O que fazer.
A – Por favor, redigite o trecho do discurso que começa com as palavras "Nome completo: Pedro" e termina em "Outros > DIREITOS HUMANOS, RELIGIÃO.".
B – Liste os aspectos da vida humana que o discurso enumera como aqueles em que a fraternidade deveria ser o mesmo nome.
C – Escreva a continuação do discurso de Pedro Simon sobre a Campanha da Fraternidade, começando logo após a última frase apresentada.

Texto para leitura.
Discurso durante a 53ª Sessão Especial, no Senado Federal

Destinada a celebrar o lançamento da Campanha da Fraternidade de 2014, cujo tema é "Fraternidade e Tráfico Humano", nos termos do Requerimento nº 187/2014, de autoria do Senador Paulo Davim e outros Senadores.

Autor
Pedro Simon (PMDB - Movimento Democrático Brasileiro/RS)
Nome completo: Pedro Jorge Simon
Casa
Senado Federal
Tipo
Discurso
Resumo por assunto
DIREITOS HUMANOS, RELIGIÃO.:
  • Destinada a celebrar o lançamento da Campanha da Fraternidade de 2014, cujo tema é "Fraternidade e Tráfico Humano", nos termos do Requerimento nº 187/2014, de autoria do Senador Paulo Davim e outros Senadores.
Publicação
Publicação no DSF de 16/04/2014 - Página 23
Assunto
Outros > DIREITOS HUMANOS, RELIGIÃO.
Indexação
  • COMEMORAÇÃO, LANÇAMENTO, CAMPANHA DA FRATERNIDADE, PROGRAMA, IGREJA CATOLICA, ASSUNTO, TRAFICO, PESSOAS, DEFESA, NECESSIDADE, ERRADICAÇÃO, TRABALHO ESCRAVO, EXPLORAÇÃO SEXUAL, MULHER, FOME, CITAÇÃO, TEXTO, PAPA.

            O SR. PEDRO SIMON (Bloco Maioria/PMDB - RS. Pronuncia o seguinte discurso. Sem revisão do orador.) - Exmo Sr. Senador Paulo Davim, autor da iniciativa desta sessão, que, com muita honra, está presidindo; Revmo Dom Frei Leonardo, Bispo de Brasília, Secretário-Executivo da Campanha da Fraternidade; Revmo Padre Luiz Carlos Dias; senhoras e senhores.

            Diria, Frei Leonardo, que a minha passagem pela política já se estende por seis décadas. O meu tempo, desde quando fui Vereador na minha terra natal, Caxias do Sul, é o mesmo das campanhas da fraternidade. A campanha e eu somos, assim, fraternos há 60 anos, gêmeos na ação, na oração, na pregação, porque, durante todo esse mesmo tempo, a fraternidade tem sido a principal trajetória do meu caminho político. É que, para mim, a fraternidade deveria ser o outro nome da política. Deveria ser, porque não é. Aliás, fraternidade deveria ser o mesmo nome da vida humana em todos os seus aspectos - na política, na sociologia, no direito, na economia -, mas, infelizmente, não é bem assim. A vida humana e o ser humano, na sua essência, têm sido cada vez mais banalizados em nome do que eu chamaria de ter desumano, que distorce a economia, fere o direito, submete a sociologia e mancha a política.

            O meu entristecer, ao longo dessas seis décadas, é que tenho repetido que a Campanha da Fraternidade vem em boa hora. Eu repito todos os anos: vem em boa hora. Mas não consigo acrescentar. Até que hora? Até que dia? Até que tempo?

Dados registrados.
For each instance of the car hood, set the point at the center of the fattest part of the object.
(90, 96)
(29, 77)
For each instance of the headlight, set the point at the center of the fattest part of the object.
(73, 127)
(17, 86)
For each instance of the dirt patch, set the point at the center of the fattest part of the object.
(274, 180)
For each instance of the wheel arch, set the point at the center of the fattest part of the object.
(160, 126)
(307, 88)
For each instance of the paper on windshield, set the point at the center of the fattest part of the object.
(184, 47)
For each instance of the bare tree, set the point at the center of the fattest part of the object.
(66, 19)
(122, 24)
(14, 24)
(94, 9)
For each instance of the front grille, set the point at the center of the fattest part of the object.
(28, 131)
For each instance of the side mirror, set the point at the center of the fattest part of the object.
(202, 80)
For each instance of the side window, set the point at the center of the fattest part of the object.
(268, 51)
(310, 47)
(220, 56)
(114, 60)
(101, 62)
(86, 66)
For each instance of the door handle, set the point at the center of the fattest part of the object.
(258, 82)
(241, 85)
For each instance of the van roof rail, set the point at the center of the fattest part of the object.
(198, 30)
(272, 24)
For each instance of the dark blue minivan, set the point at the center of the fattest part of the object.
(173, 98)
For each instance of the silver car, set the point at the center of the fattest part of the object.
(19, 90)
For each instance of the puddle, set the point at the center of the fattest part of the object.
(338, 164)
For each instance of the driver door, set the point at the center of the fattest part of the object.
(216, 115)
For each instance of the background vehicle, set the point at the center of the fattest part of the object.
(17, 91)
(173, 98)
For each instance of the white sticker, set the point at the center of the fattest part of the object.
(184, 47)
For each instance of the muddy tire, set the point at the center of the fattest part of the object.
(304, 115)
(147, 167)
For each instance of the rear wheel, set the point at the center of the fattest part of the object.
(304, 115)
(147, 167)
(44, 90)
==
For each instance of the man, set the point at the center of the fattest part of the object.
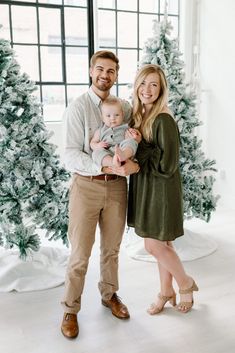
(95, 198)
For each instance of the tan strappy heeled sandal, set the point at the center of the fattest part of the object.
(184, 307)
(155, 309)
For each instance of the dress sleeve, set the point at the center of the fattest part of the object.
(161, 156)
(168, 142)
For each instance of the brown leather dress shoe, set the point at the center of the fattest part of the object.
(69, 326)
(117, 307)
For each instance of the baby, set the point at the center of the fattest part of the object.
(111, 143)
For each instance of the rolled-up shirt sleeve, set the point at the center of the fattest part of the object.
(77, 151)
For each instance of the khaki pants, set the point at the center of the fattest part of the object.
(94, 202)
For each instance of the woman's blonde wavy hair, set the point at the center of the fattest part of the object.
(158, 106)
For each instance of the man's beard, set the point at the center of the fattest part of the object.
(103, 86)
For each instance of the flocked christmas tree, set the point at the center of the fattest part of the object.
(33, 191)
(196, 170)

As respostas.
A –
Nome completo: Pedro Jorge Simon
Casa
Senado Federal
Tipo
Discurso
Resumo por assunto
DIREITOS HUMANOS, RELIGIÃO.:
  • Destinada a celebrar o lançamento da Campanha da Fraternidade de 2014, cujo tema é "Fraternidade e Tráfico Humano", nos termos do Requerimento nº 187/2014, de autoria do Senador Paulo Davim e outros Senadores.
Publicação
Publicação no DSF de 16/04/2014 - Página 23
Assunto
Outros > DIREITOS HUMANOS, RELIGIÃO.

B – política, sociologia, direito, economia

C –
            O que me alegra é a tenacidade dos justos, dos fraternos, dos democratas, dos verdadeiros seres humanos que, apesar da aridez do deserto, onde semeiam a fraternidade entre os povos, ainda acredito na fertilidade da humanidade na sua plenitude. Daí que as campanhas que se intitulam “da fraternidade” são ainda muito mais pela fraternidade, mais do que um louvor, uma súplica.

            Cá entre nós, meu querido Secretário-Geral da CNBB, nós vivemos um verdadeiro apartheid social, falando em termos mundiais. Na Campanha da Fraternidade da 1995, essa questão foi muito claramente exposta. O tema era “A Fraternidade e os Excluídos”. São dois os mundos sobre os quais sempre se fala, mas, para um deles, pouco se faz. De um lado, aqueles dos que têm - sim, aqueles dos que têm. Do outro lado, onde, por não terem, não são considerados nem mesmo seres humanos. Para que lado desse grupo que se ergue entre nós pregamos, então, a fraternidade? Como e para quê? Para que lado desse grupo pregamos a fraternidade?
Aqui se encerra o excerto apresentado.